> _Problem_: Return the entries below verbatim. Pictures stay out.

> _Data for this task_:
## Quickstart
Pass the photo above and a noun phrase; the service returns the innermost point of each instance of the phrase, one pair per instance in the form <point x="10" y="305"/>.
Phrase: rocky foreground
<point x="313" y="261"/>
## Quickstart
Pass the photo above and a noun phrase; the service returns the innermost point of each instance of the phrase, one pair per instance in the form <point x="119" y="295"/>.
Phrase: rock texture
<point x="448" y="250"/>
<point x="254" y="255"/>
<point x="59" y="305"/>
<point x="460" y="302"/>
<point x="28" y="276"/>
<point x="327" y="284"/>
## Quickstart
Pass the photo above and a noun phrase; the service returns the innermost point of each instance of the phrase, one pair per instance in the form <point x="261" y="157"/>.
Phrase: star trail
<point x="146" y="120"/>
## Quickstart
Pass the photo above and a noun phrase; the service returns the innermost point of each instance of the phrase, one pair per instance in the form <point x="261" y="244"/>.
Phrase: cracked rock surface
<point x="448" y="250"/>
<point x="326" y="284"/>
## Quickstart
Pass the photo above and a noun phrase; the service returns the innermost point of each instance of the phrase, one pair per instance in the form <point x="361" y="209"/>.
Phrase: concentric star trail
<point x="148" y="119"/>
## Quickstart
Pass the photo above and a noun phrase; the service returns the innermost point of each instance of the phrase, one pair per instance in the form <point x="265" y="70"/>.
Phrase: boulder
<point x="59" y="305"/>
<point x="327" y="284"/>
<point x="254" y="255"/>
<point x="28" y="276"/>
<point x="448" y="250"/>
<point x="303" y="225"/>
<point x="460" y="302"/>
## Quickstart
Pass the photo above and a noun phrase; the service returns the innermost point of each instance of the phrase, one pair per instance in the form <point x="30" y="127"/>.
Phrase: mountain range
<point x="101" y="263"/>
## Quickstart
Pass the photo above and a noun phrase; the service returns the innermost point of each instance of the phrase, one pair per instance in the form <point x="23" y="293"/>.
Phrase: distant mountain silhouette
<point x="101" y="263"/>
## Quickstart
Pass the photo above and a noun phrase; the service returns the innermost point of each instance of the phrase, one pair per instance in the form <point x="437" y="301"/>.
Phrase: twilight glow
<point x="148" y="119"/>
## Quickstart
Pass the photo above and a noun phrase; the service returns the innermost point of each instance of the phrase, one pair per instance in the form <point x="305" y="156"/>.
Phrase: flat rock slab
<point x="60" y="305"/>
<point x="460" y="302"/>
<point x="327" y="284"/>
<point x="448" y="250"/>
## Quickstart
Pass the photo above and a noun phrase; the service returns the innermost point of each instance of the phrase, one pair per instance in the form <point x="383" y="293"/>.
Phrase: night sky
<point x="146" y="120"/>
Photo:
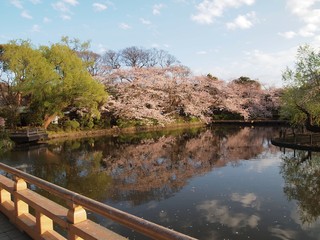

> _Completed task_:
## Quickstart
Pass the photo above and a noun phrase; the service returns the innermost point of each instance of the phrase, one pair per instance in the form <point x="10" y="305"/>.
Phrase: rocky foreground
<point x="313" y="261"/>
## Quickstart
Pass the photo above and a noun phrase; the service returns the innermost point of each instance of the phrase, one pair per instance in the form <point x="119" y="295"/>.
Phrase: rock texture
<point x="448" y="250"/>
<point x="254" y="255"/>
<point x="59" y="305"/>
<point x="460" y="302"/>
<point x="28" y="276"/>
<point x="327" y="284"/>
## Quickstart
Pass the photo above and a noun phrase; the service returns the innermost point of each instance of the phrase, one pair per instance in the form <point x="261" y="157"/>.
Phrase: star trail
<point x="146" y="120"/>
## Quickstart
Pass the photo above and a noun phrase; the service returns the innermost point of each instance of the phrase, one pair per instance in the form <point x="261" y="244"/>.
Phrase: cracked rock surface
<point x="448" y="250"/>
<point x="326" y="284"/>
## Quickstart
Pass the photo above and a noun phrase; the service returns the innermost point of each instance of the phrase, one pair per instance in the form <point x="361" y="209"/>.
Phrase: concentric star trail
<point x="148" y="119"/>
## Quickstart
Pass the photo above and a noun phrase; the service returns the innermost point of each instance of the phrase, one pair per instance in the form <point x="265" y="70"/>.
Phrase: boulder
<point x="59" y="305"/>
<point x="327" y="284"/>
<point x="254" y="255"/>
<point x="28" y="276"/>
<point x="448" y="250"/>
<point x="303" y="225"/>
<point x="460" y="302"/>
## Quickstart
Pass the photo above and a noun phrase; the service returns the innermost point of each instance of the phrase, one pair per instance in the form <point x="30" y="127"/>.
Phrase: mountain range
<point x="101" y="263"/>
## Quickstart
Pass the photo above and a noun phrase; the service returns the innermost point of each instance of the phrase, one pair per instance in the form <point x="23" y="293"/>.
Phrase: distant mountain silhouette
<point x="101" y="263"/>
## Quickstart
Pass the photo above and a noun phrase; the service returns the innermost point of each instance of the phrase, one pair per instance in the form <point x="437" y="301"/>.
Phrase: twilight glow
<point x="148" y="119"/>
## Quickstart
Pass the photo above and a noun phrase; the service returns the innermost point of each instance of the phrase, one pair per instance in the form <point x="305" y="156"/>.
Phrase: flat rock slab
<point x="60" y="305"/>
<point x="460" y="302"/>
<point x="327" y="284"/>
<point x="448" y="250"/>
## Quickstart
Pass the photo above and a noun phrase; the service returns the innermost point of each instance of the phrase, one pair per instance in the form <point x="383" y="293"/>.
Phrase: night sky
<point x="146" y="120"/>
Photo:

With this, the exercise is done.